## Instrucciones de la tarea
¿Puedes presentar como tabla Markdown las líneas de los registros, con las columnas Fila (número de fila) y Contenido (la línea) y sin las líneas en blanco? Empieza en la línea que contiene "Where can the dry" y termina después de la que contiene "Where can the shrub".

═════ Datos proporcionados

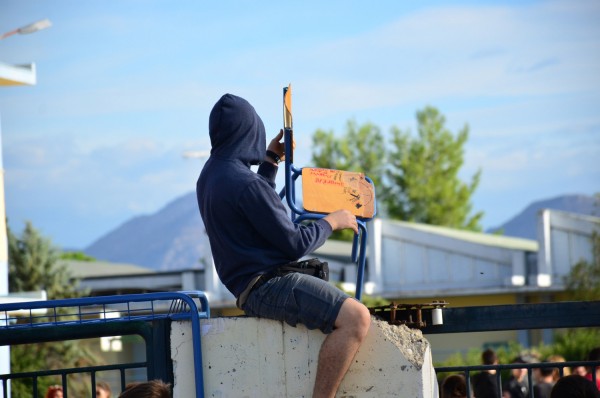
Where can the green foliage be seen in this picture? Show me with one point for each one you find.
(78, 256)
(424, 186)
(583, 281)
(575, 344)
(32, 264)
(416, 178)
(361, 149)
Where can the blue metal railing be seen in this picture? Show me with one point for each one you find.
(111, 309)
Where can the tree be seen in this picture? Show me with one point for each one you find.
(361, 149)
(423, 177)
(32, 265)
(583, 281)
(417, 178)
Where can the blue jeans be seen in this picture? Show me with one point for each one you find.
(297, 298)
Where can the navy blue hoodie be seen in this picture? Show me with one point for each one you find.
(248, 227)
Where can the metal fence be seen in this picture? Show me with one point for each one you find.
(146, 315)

══════════
═════ Datos proporcionados

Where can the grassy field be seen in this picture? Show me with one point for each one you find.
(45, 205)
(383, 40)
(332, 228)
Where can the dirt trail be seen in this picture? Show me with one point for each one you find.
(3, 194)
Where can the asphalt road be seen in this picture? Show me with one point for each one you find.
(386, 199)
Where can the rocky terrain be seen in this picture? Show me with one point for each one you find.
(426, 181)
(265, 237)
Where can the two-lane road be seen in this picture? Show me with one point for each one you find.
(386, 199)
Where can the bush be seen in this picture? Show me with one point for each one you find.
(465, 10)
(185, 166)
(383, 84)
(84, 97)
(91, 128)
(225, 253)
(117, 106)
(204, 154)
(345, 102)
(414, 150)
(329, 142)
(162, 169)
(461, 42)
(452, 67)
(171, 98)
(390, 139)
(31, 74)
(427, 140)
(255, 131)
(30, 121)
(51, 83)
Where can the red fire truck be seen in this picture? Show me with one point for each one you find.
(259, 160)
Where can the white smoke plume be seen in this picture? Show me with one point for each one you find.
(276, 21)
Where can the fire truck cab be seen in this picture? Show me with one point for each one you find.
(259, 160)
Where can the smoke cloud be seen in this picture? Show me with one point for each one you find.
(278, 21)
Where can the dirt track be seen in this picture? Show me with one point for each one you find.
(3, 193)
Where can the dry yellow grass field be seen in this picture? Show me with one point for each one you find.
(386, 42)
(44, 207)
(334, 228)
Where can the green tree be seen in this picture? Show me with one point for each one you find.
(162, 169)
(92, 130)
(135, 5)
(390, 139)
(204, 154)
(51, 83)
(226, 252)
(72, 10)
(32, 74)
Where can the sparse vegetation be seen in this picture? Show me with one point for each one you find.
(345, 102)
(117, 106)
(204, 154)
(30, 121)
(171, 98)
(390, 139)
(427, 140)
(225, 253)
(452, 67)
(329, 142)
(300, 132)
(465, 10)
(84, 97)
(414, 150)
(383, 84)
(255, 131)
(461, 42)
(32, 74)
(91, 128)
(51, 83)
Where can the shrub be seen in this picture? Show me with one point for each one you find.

══════════
═════ Datos proporcionados

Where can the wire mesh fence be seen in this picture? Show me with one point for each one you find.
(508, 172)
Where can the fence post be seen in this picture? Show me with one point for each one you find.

══════════

## Problema resuelto
| Fila | Contenido |
|---|---|
| 1 | Where can the dry yellow grass field be seen in this picture? Show me with one point for each one you find. |
| 2 | (386, 42) |
| 3 | (44, 207) |
| 4 | (334, 228) |
| 5 | Where can the green tree be seen in this picture? Show me with one point for each one you find. |
| 6 | (162, 169) |
| 7 | (92, 130) |
| 8 | (135, 5) |
| 9 | (390, 139) |
| 10 | (204, 154) |
| 11 | (51, 83) |
| 12 | (226, 252) |
| 13 | (72, 10) |
| 14 | (32, 74) |
| 15 | Where can the sparse vegetation be seen in this picture? Show me with one point for each one you find. |
| 16 | (345, 102) |
| 17 | (117, 106) |
| 18 | (204, 154) |
| 19 | (30, 121) |
| 20 | (171, 98) |
| 21 | (390, 139) |
| 22 | (427, 140) |
| 23 | (225, 253) |
| 24 | (452, 67) |
| 25 | (329, 142) |
| 26 | (300, 132) |
| 27 | (465, 10) |
| 28 | (84, 97) |
| 29 | (414, 150) |
| 30 | (383, 84) |
| 31 | (255, 131) |
| 32 | (461, 42) |
| 33 | (32, 74) |
| 34 | (91, 128) |
| 35 | (51, 83) |
| 36 | Where can the shrub be seen in this picture? Show me with one point for each one you find. |